++++ Records provided

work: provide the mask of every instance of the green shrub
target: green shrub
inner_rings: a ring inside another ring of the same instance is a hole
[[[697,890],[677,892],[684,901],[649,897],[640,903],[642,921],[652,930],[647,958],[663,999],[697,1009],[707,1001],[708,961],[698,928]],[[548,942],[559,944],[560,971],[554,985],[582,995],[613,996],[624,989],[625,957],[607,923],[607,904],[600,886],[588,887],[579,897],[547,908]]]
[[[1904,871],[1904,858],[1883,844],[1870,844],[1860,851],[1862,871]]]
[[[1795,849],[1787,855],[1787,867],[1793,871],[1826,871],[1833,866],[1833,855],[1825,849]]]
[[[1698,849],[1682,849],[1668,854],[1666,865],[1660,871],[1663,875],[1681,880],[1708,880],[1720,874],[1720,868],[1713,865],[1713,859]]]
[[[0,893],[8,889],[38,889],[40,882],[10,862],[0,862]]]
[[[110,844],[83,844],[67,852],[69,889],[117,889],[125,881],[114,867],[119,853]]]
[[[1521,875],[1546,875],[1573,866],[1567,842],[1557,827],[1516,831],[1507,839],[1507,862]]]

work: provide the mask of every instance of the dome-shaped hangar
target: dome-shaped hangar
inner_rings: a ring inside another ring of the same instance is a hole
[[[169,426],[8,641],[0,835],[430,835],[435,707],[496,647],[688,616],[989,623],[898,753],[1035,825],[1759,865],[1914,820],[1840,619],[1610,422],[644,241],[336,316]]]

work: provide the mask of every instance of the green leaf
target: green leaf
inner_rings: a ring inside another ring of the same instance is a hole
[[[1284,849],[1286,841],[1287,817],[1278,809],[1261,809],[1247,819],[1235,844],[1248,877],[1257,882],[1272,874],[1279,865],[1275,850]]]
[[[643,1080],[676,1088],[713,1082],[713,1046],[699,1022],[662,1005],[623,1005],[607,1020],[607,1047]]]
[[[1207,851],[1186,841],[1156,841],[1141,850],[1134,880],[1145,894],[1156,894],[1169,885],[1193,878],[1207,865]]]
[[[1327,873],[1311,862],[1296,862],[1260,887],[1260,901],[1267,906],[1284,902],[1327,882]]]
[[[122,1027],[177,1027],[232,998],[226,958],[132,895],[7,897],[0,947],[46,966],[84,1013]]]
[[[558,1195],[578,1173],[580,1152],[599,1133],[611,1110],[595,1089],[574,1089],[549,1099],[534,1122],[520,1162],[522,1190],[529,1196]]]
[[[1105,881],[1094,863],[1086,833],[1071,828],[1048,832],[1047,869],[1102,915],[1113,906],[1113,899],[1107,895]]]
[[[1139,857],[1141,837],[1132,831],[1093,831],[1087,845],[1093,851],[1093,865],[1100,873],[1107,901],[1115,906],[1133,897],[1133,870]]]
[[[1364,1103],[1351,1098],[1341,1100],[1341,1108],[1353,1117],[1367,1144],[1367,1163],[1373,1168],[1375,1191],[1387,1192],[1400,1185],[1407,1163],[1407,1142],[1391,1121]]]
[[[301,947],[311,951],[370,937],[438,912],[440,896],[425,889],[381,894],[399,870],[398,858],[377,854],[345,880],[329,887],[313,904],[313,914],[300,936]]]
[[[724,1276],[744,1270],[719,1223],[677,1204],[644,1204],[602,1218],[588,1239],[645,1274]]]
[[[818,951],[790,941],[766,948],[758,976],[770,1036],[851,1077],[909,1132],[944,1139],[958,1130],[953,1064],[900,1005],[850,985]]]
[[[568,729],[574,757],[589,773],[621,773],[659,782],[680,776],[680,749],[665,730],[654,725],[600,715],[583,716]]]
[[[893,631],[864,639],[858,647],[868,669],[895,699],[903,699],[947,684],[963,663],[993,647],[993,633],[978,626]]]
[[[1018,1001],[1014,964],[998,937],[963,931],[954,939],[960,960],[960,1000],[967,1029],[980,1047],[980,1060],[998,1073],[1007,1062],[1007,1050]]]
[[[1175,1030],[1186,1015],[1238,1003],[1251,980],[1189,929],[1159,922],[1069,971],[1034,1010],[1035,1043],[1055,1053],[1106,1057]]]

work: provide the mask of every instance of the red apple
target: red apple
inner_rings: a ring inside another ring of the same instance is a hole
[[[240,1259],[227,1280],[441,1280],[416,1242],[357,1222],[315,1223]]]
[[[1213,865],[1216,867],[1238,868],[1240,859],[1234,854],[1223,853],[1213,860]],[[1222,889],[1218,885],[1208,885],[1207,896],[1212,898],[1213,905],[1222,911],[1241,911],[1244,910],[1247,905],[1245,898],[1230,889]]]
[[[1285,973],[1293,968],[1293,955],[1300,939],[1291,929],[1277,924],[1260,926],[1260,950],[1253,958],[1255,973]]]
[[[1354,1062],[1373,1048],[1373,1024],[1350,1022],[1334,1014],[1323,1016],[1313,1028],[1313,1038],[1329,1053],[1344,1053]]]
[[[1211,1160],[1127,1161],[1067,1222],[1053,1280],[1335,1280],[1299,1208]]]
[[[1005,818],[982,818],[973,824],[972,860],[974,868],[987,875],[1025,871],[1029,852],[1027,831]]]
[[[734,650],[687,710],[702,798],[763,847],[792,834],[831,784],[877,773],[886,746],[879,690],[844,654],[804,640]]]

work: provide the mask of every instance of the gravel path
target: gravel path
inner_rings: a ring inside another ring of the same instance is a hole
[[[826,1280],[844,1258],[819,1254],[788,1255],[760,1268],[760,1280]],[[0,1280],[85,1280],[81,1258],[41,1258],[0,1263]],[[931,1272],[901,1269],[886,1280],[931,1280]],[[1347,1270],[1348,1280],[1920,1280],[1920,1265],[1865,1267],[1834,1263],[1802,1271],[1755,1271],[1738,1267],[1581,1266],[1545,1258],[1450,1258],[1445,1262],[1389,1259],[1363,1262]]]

++++++++

-- Your assignment --
Search the entries above for lines containing the word "leaf", and copy each one.

-- Solution to this task --
work: provide the mask of every instance of the green leaf
target: green leaf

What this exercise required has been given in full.